**What you need to do**
Below is a block of records; return all of them exactly, but without the images.

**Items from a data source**
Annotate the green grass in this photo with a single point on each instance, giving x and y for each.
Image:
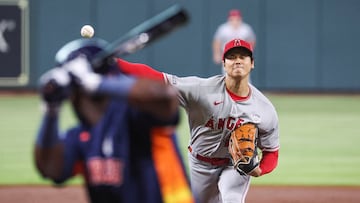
(319, 138)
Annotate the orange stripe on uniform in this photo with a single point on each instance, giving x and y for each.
(171, 174)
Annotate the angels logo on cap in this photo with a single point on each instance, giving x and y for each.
(237, 43)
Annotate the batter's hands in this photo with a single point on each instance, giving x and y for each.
(82, 74)
(55, 86)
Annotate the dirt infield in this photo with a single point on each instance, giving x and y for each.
(257, 194)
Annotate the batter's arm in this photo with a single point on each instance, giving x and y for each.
(49, 150)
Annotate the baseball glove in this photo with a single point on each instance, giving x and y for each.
(242, 148)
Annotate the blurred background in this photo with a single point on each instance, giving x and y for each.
(308, 45)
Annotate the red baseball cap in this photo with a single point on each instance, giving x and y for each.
(237, 43)
(234, 13)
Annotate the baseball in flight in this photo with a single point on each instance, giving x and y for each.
(87, 31)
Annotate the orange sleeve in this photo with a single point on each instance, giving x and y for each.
(139, 70)
(269, 161)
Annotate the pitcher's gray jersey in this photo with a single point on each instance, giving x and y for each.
(213, 114)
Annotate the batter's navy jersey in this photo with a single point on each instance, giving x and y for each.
(128, 156)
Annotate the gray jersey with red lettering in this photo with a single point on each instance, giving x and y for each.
(213, 114)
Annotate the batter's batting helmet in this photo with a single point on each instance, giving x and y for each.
(88, 47)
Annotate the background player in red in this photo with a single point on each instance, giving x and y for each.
(215, 107)
(123, 152)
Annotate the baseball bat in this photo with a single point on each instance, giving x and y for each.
(143, 34)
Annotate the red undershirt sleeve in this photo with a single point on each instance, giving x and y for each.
(269, 161)
(139, 70)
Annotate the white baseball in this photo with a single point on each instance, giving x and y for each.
(87, 31)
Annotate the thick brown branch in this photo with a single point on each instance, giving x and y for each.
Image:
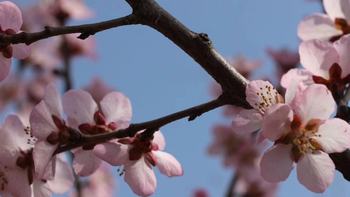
(84, 30)
(148, 12)
(150, 126)
(197, 45)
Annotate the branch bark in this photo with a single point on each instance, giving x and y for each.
(84, 30)
(149, 13)
(150, 126)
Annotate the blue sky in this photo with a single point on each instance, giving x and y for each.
(160, 79)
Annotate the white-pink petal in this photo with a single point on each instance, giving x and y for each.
(140, 177)
(41, 121)
(117, 108)
(296, 79)
(158, 138)
(42, 156)
(85, 162)
(167, 164)
(305, 107)
(343, 47)
(63, 179)
(316, 171)
(317, 26)
(113, 153)
(80, 107)
(5, 64)
(334, 136)
(276, 122)
(10, 16)
(20, 51)
(276, 164)
(13, 139)
(318, 56)
(337, 8)
(53, 101)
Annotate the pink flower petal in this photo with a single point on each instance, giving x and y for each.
(42, 155)
(41, 189)
(277, 121)
(76, 9)
(295, 80)
(158, 138)
(260, 95)
(17, 182)
(63, 180)
(247, 121)
(316, 171)
(5, 64)
(41, 121)
(13, 139)
(85, 162)
(337, 8)
(21, 51)
(343, 47)
(167, 164)
(306, 108)
(117, 108)
(276, 164)
(334, 136)
(10, 16)
(112, 153)
(140, 177)
(79, 107)
(53, 101)
(317, 26)
(318, 56)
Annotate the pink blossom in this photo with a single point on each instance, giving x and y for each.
(16, 164)
(261, 95)
(330, 26)
(303, 134)
(100, 184)
(325, 63)
(138, 155)
(285, 59)
(251, 183)
(112, 113)
(59, 184)
(49, 128)
(10, 23)
(75, 9)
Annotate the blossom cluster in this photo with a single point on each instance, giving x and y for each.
(301, 125)
(46, 121)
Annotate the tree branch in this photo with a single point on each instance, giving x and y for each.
(150, 126)
(196, 45)
(148, 12)
(84, 30)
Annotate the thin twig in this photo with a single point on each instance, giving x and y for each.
(84, 30)
(151, 126)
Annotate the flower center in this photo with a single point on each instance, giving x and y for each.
(302, 138)
(141, 147)
(268, 96)
(336, 84)
(341, 24)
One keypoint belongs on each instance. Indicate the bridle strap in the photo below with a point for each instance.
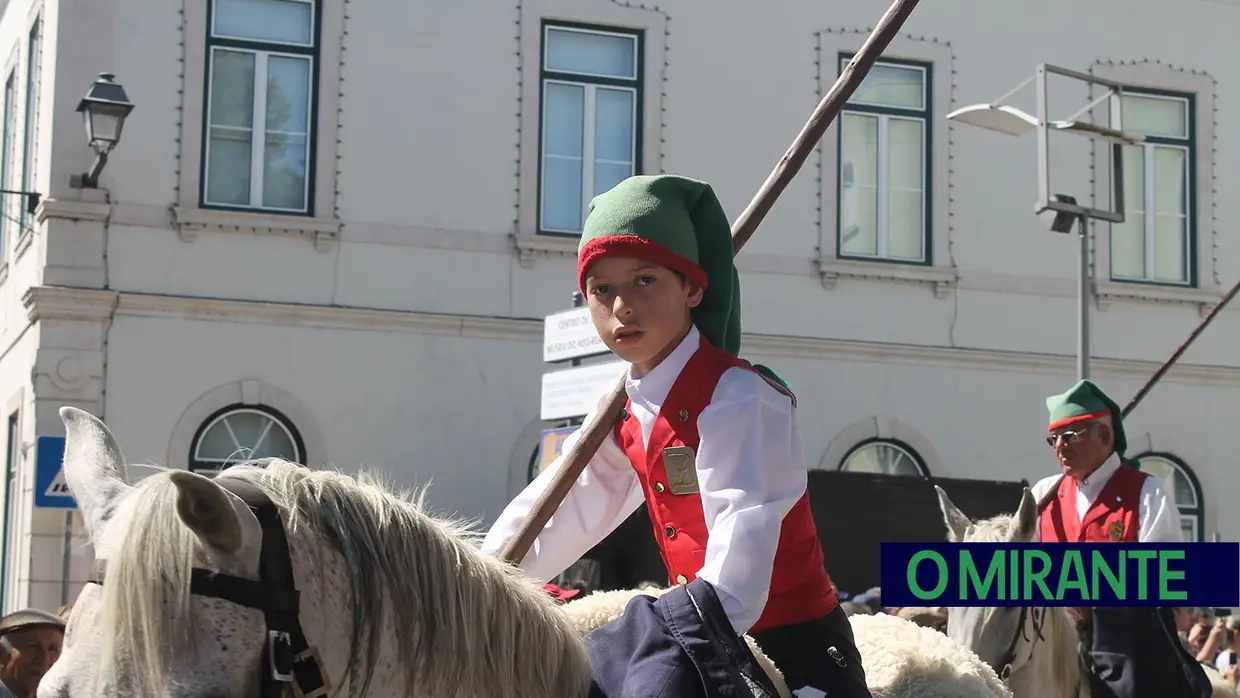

**Output of the exercise**
Annotate the green grass in this photo with a single point on each instance, giving x and y for each.
Image:
(319, 138)
Annotate the orange stripe on uniform in this photo with a single point on each instance, giving x and y for each.
(171, 174)
Annotate the angels logo on cap in this photo with a single point on each instance, giving x and y for each.
(237, 43)
Annotate the batter's hands in this photo with a single point on each instance, giving x and y for each.
(82, 74)
(55, 86)
Annotate the dirt infield in this photo with a single point on each instance, giving x and y for each.
(257, 194)
Annotate the batter's arm in this photo with a single point on each instance, giving x and y for each.
(49, 150)
Annotate the baseball glove in this photo with a single point on each instance, giving x and y for each.
(242, 148)
Annotate the blurred background in this photo with a single point on each instance, giving x and y for each.
(308, 45)
Annotate the red baseball cap in this photo with a single point on each instance, giving x and y for each.
(237, 43)
(234, 13)
Annotate the baseball in flight in this photo with a single point on each instance, giving x and y for each.
(87, 31)
Annotate the orange sleeve in this photo with a single point on each instance, giving x and y for each.
(139, 70)
(269, 161)
Annotate the pitcher's gray jersey in this photo with a single point on each instance, giving x and y for each.
(213, 114)
Annotate the batter's navy jersey in this photo with a single point on each instance, giving x and y for each.
(128, 156)
Annotate the gray jersey with red lettering in this photo with a single point on each instance, giving x and y for each.
(213, 114)
Annotate the batter's batting helmet in this photo with a single point on each instance, giving x and y for each.
(88, 47)
Annotate the background player in red in this photo with a single point on each instance, giving x and y for each.
(215, 107)
(123, 152)
Annotate the baseball bat in this photo with a single point on each instance, giving x and y for each.
(143, 34)
Annotate the red undershirt sleeve in this photo with a single point on each instance, giving x and y for each.
(269, 161)
(139, 70)
Annotate the white baseball in this photo with a single point on each instance, giving x and y for each.
(87, 31)
Annotate the thick brown branch in this photo with a single point on each instance, giving x and y for each.
Image:
(84, 30)
(148, 12)
(150, 126)
(197, 45)
Annotate the branch bark in this photo with a single point on each instance, giving x and y for each.
(84, 30)
(149, 13)
(150, 126)
Annotate the blue sky in this photo with a single point on each instance, giving x and y for each.
(160, 79)
Annotate the white-pink petal in this photo with a single point on each instance, giving x and y for each.
(140, 177)
(41, 121)
(117, 108)
(296, 79)
(158, 138)
(42, 156)
(85, 162)
(167, 164)
(305, 107)
(343, 47)
(63, 179)
(316, 171)
(317, 26)
(113, 153)
(80, 107)
(5, 64)
(334, 136)
(276, 122)
(10, 16)
(20, 51)
(276, 164)
(13, 139)
(318, 56)
(337, 8)
(53, 101)
Annotate the pink flower petal in this photo with a single point on each instance, giving x and y for each.
(42, 155)
(41, 189)
(277, 121)
(76, 9)
(295, 80)
(158, 138)
(260, 95)
(17, 182)
(63, 180)
(247, 121)
(316, 171)
(5, 64)
(41, 121)
(13, 139)
(85, 162)
(337, 8)
(21, 51)
(343, 47)
(167, 164)
(306, 108)
(117, 108)
(276, 164)
(334, 136)
(10, 16)
(112, 153)
(140, 177)
(79, 107)
(53, 101)
(317, 26)
(318, 56)
Annotate the pink blossom in this photo with a single point on each instance, giving x and y for each.
(16, 164)
(261, 95)
(330, 26)
(303, 134)
(100, 184)
(325, 63)
(138, 155)
(285, 59)
(251, 183)
(112, 113)
(59, 184)
(49, 128)
(10, 23)
(75, 9)
Annotate the blossom cluster in this photo with a single point on each instance, giving x and y for each.
(301, 125)
(46, 121)
Annotate the tree branch in this photo with a single point on each instance, giving x and y for each.
(150, 126)
(196, 45)
(148, 12)
(84, 30)
Annotate the thin twig in this photo with a single point on each instance, giving x and y for each.
(84, 30)
(151, 126)
Annotate the flower center in this photo with a single point on each instance, giving x and y for each.
(302, 138)
(141, 147)
(268, 96)
(336, 84)
(341, 24)
One keypoint belongs on each instance. Indicate the bridle strap in the photo below with a point for each instance.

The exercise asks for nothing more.